> What you need to do
Copy out each line below that contains the word "purple". Letter case matters.
--- START Record set ---
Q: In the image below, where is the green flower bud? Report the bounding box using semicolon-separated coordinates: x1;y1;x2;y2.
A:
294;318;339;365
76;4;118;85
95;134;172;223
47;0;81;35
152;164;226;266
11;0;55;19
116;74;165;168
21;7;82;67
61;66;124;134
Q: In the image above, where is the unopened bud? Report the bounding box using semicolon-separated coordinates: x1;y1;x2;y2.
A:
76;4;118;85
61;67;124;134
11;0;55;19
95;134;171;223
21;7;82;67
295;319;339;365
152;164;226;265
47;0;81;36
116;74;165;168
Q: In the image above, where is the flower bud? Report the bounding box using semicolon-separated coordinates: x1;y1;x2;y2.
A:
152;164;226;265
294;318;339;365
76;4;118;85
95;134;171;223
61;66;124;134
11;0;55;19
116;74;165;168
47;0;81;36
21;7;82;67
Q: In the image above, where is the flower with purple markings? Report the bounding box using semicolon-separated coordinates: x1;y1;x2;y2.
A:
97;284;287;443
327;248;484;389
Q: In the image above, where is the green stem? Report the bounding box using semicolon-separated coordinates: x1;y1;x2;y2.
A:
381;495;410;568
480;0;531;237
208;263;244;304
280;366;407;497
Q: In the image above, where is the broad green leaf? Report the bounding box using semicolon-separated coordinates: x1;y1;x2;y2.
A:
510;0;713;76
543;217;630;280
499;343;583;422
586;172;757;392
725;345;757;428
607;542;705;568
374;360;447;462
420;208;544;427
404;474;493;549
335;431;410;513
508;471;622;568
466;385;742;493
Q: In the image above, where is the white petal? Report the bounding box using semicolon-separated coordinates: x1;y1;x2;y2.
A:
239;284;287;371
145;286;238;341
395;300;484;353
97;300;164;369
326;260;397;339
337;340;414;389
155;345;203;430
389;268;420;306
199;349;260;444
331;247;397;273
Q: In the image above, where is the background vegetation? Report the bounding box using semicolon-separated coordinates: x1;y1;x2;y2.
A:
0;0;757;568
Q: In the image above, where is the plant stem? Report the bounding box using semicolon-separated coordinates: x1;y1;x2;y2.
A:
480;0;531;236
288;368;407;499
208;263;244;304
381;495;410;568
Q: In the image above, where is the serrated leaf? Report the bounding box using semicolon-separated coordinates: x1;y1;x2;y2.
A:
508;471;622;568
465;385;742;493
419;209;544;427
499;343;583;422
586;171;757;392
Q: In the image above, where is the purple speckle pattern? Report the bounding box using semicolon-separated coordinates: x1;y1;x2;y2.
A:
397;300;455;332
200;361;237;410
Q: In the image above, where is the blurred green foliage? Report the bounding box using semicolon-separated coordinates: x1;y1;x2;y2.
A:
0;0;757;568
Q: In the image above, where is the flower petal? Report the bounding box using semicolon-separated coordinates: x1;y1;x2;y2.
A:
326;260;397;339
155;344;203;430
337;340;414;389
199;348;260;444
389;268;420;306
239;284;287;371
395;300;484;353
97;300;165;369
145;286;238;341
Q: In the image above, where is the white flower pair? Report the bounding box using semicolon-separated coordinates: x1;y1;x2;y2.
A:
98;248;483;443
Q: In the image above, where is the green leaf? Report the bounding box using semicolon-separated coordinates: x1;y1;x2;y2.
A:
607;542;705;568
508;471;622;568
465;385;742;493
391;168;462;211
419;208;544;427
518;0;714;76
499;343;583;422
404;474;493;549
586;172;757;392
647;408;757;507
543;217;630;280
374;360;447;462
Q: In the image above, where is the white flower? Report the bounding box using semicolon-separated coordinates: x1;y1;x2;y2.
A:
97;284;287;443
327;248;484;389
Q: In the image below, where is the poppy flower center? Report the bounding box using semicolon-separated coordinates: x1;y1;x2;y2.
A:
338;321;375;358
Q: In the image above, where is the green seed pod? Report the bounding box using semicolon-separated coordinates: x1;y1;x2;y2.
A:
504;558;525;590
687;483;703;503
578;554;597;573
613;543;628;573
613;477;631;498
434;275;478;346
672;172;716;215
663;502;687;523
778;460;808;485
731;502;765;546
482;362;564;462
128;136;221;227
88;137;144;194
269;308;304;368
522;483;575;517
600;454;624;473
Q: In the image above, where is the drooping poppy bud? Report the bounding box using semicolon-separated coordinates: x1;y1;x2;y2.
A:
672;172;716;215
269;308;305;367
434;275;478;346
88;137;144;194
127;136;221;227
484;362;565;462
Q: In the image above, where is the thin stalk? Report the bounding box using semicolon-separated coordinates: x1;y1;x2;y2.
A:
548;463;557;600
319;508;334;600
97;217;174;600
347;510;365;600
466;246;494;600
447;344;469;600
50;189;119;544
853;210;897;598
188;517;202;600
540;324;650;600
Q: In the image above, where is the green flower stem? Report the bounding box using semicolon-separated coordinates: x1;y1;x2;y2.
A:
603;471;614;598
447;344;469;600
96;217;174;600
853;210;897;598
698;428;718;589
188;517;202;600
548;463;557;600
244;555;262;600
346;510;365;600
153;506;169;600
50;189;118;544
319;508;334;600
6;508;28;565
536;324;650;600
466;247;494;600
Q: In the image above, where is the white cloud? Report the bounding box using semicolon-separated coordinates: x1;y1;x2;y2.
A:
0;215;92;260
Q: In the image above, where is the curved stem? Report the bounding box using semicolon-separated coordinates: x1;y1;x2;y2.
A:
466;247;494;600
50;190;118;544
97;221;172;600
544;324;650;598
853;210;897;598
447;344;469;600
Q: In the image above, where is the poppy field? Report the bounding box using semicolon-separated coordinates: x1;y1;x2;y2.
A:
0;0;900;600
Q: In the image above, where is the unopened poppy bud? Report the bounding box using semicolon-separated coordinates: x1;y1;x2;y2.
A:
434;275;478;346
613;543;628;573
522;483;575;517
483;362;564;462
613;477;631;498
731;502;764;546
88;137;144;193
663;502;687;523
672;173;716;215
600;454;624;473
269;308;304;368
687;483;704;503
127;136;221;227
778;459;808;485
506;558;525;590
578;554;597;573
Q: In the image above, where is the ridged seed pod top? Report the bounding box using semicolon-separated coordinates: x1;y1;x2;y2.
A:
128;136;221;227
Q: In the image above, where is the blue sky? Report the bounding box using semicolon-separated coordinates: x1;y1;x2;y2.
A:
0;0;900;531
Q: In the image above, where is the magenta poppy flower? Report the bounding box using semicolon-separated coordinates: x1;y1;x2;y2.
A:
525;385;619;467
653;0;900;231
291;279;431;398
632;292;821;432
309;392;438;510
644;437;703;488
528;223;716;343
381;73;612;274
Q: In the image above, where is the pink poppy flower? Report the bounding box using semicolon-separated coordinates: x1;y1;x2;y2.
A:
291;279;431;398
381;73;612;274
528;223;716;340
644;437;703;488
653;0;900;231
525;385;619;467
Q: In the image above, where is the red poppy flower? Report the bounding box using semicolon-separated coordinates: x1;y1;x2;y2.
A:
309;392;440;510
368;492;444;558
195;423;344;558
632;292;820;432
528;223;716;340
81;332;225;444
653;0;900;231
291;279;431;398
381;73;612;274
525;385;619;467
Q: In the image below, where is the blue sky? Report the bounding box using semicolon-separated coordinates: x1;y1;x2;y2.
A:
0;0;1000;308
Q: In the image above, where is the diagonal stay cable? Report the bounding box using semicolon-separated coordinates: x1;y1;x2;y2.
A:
--- END Record set ---
> Answer for the task
Q: In the image above, where is the flower with purple markings? Report the bounding box using semicolon-separated coordinates: x1;y1;x2;y2.
Q: In the image above, where is the purple speckle pattern? Report the bounding box using semicolon-separated coordinates: x1;y1;x2;y2.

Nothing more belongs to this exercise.